> EXERCISE SET:
1) In the notes on fully functional soils, what feeds the microbial populations besides surface-applied amendments?
2) Carry the notes on fully functional soils forward from their final point.

> SOURCE PASSAGE:
BEGIN

Some Notes about fully functional soils.

* Plants are not necessarily limited by time or degree-days as they are by availability of the soil system to deliver nutritional energy to the crop.
* The widest diversity of crops grown on any given soil will harbor the widest diversity of soil life.
* Other than surface applied amendments, it is the crop exudates and residues that feed the microbial populations.
* Building better microbial habitat is to build soil.
* Soils that have high levels of aerobic microbial activity yield more valuable crops that are less costly to grow, thus keeping soils alive and making the farmer more money.

END

Stored data:
BEGIN

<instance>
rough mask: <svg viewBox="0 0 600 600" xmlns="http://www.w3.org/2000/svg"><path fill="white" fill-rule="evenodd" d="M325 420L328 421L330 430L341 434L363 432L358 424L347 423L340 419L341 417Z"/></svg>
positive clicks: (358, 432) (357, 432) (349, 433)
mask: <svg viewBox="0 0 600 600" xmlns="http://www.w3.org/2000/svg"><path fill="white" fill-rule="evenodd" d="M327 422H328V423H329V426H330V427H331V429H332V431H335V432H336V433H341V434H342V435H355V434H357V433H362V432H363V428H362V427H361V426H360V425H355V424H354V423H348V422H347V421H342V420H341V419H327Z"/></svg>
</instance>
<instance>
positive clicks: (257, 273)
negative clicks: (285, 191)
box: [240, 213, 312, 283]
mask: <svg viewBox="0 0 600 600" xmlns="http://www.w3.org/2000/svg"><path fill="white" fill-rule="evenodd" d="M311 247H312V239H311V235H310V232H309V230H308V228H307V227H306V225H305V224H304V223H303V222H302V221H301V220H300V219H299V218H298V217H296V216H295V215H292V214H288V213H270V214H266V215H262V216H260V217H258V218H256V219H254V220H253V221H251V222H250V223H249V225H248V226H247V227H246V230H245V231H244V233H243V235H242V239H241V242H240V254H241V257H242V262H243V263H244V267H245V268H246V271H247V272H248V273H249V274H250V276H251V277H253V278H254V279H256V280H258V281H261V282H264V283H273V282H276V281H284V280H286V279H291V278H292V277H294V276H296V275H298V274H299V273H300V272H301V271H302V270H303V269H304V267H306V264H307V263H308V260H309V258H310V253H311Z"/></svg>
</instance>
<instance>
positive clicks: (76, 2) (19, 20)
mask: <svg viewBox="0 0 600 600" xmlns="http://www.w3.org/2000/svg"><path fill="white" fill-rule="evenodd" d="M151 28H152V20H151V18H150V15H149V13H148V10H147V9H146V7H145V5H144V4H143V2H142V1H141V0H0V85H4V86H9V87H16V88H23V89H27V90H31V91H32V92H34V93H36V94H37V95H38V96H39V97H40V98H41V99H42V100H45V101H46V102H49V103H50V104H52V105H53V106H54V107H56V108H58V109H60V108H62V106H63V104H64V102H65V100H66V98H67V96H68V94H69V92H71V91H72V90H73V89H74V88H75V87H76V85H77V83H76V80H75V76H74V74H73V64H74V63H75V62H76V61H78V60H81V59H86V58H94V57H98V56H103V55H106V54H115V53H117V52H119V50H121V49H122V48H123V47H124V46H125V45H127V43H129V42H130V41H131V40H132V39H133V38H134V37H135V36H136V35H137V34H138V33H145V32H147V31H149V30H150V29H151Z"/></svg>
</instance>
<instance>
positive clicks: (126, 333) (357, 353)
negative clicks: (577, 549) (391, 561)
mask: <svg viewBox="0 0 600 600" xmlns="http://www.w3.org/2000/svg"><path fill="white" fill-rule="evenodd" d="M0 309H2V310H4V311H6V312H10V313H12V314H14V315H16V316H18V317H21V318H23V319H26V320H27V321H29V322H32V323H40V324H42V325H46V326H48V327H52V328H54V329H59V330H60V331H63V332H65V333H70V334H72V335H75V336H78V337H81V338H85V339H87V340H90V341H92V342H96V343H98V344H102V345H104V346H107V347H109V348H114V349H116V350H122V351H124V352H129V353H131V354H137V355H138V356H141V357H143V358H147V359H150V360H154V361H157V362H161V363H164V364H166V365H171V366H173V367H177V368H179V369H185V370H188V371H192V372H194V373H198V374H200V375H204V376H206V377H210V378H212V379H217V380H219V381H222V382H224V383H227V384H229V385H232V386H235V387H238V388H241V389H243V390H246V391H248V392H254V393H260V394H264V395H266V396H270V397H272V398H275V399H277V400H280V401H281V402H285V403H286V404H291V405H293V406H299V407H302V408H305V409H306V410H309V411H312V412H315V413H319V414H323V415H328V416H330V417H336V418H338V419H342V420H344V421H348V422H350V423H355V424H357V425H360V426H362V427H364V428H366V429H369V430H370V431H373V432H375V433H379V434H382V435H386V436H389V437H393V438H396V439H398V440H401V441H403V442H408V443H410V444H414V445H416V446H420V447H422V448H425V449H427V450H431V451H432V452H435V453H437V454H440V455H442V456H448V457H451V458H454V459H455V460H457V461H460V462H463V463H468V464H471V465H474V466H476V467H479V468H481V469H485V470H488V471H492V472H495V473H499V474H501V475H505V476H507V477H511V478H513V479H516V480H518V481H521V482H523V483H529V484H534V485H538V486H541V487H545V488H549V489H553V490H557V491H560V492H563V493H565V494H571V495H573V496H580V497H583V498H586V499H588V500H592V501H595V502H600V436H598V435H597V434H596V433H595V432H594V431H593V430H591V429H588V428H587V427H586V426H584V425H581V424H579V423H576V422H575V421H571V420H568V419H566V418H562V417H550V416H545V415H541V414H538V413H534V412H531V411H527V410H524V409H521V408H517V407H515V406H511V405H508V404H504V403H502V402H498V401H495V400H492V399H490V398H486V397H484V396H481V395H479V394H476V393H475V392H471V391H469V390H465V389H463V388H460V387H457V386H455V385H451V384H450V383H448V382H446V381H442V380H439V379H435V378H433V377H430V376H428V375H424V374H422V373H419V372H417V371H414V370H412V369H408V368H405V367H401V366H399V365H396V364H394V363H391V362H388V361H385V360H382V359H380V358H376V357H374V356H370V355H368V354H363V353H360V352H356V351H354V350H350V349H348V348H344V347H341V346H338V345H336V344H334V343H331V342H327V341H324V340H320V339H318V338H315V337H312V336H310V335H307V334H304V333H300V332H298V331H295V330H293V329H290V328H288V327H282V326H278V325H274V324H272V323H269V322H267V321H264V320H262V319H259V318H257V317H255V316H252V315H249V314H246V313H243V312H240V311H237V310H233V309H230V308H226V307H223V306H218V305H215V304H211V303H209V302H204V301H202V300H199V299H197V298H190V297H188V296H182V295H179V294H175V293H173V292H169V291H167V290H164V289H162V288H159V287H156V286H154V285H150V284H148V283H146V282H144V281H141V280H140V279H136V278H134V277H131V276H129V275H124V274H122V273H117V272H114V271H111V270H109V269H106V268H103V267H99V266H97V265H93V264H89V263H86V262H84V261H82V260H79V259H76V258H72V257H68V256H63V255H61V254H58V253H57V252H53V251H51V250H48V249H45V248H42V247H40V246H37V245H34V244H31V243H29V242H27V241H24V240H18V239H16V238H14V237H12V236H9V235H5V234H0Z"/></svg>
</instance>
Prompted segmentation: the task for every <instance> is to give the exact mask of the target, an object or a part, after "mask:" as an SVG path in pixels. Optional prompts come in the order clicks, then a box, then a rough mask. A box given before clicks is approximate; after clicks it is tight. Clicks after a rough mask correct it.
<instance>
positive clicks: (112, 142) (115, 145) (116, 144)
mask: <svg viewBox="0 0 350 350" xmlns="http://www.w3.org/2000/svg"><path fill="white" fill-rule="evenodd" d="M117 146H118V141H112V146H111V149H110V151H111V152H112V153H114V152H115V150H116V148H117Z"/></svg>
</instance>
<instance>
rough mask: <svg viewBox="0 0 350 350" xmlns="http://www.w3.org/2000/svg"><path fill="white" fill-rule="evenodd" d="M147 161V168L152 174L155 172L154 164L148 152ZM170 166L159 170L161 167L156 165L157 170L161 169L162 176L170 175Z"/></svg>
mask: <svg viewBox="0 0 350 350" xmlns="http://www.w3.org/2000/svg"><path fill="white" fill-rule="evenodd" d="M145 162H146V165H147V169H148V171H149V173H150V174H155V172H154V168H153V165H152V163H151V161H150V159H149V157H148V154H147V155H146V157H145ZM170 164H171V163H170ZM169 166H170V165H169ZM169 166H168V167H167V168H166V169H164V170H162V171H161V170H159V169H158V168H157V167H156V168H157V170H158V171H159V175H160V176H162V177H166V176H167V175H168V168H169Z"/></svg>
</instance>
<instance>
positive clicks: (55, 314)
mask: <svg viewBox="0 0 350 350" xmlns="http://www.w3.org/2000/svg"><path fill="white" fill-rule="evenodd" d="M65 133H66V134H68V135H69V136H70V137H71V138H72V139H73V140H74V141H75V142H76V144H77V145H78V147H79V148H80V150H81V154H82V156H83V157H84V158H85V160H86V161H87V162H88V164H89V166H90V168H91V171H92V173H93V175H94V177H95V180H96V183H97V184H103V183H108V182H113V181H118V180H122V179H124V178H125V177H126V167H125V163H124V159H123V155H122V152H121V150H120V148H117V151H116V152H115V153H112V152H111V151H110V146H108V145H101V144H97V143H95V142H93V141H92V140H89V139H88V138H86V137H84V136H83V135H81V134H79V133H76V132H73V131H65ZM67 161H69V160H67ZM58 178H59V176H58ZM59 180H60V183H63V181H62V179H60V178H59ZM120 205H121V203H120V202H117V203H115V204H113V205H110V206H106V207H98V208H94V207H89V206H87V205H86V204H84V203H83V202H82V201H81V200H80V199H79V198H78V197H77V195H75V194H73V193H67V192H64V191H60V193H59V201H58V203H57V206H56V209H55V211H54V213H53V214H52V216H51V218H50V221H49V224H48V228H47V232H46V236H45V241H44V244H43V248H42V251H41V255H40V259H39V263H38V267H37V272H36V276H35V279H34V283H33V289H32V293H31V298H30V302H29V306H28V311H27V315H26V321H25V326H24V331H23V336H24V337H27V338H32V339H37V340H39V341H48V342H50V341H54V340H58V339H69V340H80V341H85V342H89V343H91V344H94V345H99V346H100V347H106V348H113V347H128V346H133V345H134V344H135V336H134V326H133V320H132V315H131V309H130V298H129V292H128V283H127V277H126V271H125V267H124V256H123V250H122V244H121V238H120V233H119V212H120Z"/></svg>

END

> SOLVED TASKS:
1) Crop exudates and residues.

2)
* It is much more affordable in the long run to maintain fertility with the help of biology than with chemistry alone.
* Cover cropping with modest amounts of good aerobic compost and rock powders is one of the fastest ways to recover and improve soil health.
* Great crop yields, and quality are not necessarily dictated by calendars, clocks, and labels.

It's about putting life, quality and inspiration back into family farm economies.